* ESERCIZI PROPOSTI
A. Riassumi in due frasi il testo sulle valenze di Hanks.
B. Prosegui il testo sulle valenze di Hanks a partire dal punto in cui si interrompe.

* BLOCCO DI TESTO
# Exercise 3
Si richiede un’implementazione della teoria sulle valenze di Patrick Hanks. In particolare, partendo da un corpus a scelta e uno specifico verbo (tendenzialmente non troppo frequente e/o generico ma nemmeno raro), l’idea è di costruire dei possibili cluster semantici, con relativa frequenza. Ad es., dato il verbo "to see" con valenza v = 2, e usando un parser sintattico (ad es. Spacy), si possono collezionare eventuali fillers per i ruoli
di subj e obj del verbo, per poi convertirli in semantic types. Un cluster frequente su "to see" potrebbe unire subj = noun.person con obj = noun.arti f act. Si richiede di partire da un corpus di almeno alcune centinaia di istanze del verbo

In [47]:
import re
import spacy
from nltk.corpus import wordnet

nlp = spacy.load("en_core_web_sm")

In [48]:
VERB="hit"
CATEGORY_HEIGHT=2
MIN_SENTENCES=4

file_path = 'Corpus3_HIT'

In [49]:
def parse_file(file_path):
    with open(file_path, 'r', encoding='utf-8') as file:
        testo = file.read()
    # Utilizziamo un'espressione regolare per separare il testo in frasi
    # considerando il punto seguito da uno spazio come delimitatore delle frasi
    phrases = re.split('\n', testo)
    return phrases

def tokenize_sentences(dataset):
    tokenized_dataset=[]
    for sentence in dataset:
        tokenized_dataset.append(nlp(sentence))
    return tokenized_dataset

dataset = parse_file(file_path)
dataset = tokenize_sentences(dataset)

* MATERIALE RACCOLTO
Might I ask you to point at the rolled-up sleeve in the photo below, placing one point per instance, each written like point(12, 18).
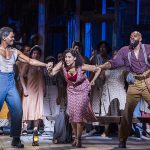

* SOLUZIONI
A. L'esercizio chiede di implementare la teoria delle valenze di Patrick Hanks: partendo da un corpus e da un verbo scelti, si costruiscono cluster semantici con relativa frequenza, raccogliendo con un parser sintattico i fillers di soggetto e oggetto e convertendoli in semantic types. Il codice che segue imposta il verbo "hit", carica il modello di spaCy, legge il file del corpus separandolo riga per riga e analizza ogni frase.

B.
In [50]:
#Dato il verbo di valenza 2 estraggo i relativi subj e obj se non si riesce a riconoscere uno dei due elementi la frase viene rimossa
def extract_verb_parameters(tokenized_dataset, verb):
    verb_parameters=[]
    for sentence in tokenized_dataset:
        subject=None
        complement_object=None
        for token in sentence:
            if token.head.lemma_.lower() == verb:
                if token.dep_ == "nsubj":
                    subject = token.text
                elif token.dep_ == "dobj":
                    complement_object = token.text

        if subject is not None and subject != '' and complement_object is not None and complement_object!= '':
            verb_parameters.append((subject,complement_object,sentence))
    return verb_parameters

verb_parameters=extract_verb_parameters(dataset,VERB)
print("Total sentences: ",len(dataset),"Number of sentences parsed correctly: ",len(verb_parameters))

Total sentences:  199 Number of sentences parsed correctly:  193


In [51]:
#Da WordNet si lavora sugli hyperonimi e si risale fino ad arrivare ad altezza CATEGORY_HEIGHT del albero di WN
def find_meaning_groups(verb_parameters):
    meanings={}
    for combination in verb_parameters:
        subj=combination[0]
        obj=combination[1]
        #Prendo i sensi di soggetto e oggetto
        subj_meaning=wordnet.synsets(subj)
        obj_meaning = wordnet.synsets(obj)
        if len(subj_meaning)>0 and len(obj_meaning)>0:
            #prendo i primi
            subj_meaning=subj_meaning[0]
            obj_meaning=obj_meaning[0]
            break_loop=True
            #Lavoro sull'esplorazione per il soggetto
            while break_loop:
                if subj_meaning.max_depth() <= CATEGORY_HEIGHT:
                    break_loop=False
                else:
                    hypernyms=subj_meaning.hypernyms()
                    if len(hypernyms)==0:
                        break_loop=False
                    else:
                        subj_meaning = hypernyms[0]
            break_loop = True
            #Lavoro sull'esplorazione per l'oggetto
            while break_loop:
                if obj_meaning.max_depth() <= CATEGORY_HEIGHT:
                    break_loop = False
                else:
                    hypernyms = obj_meaning.hypernyms()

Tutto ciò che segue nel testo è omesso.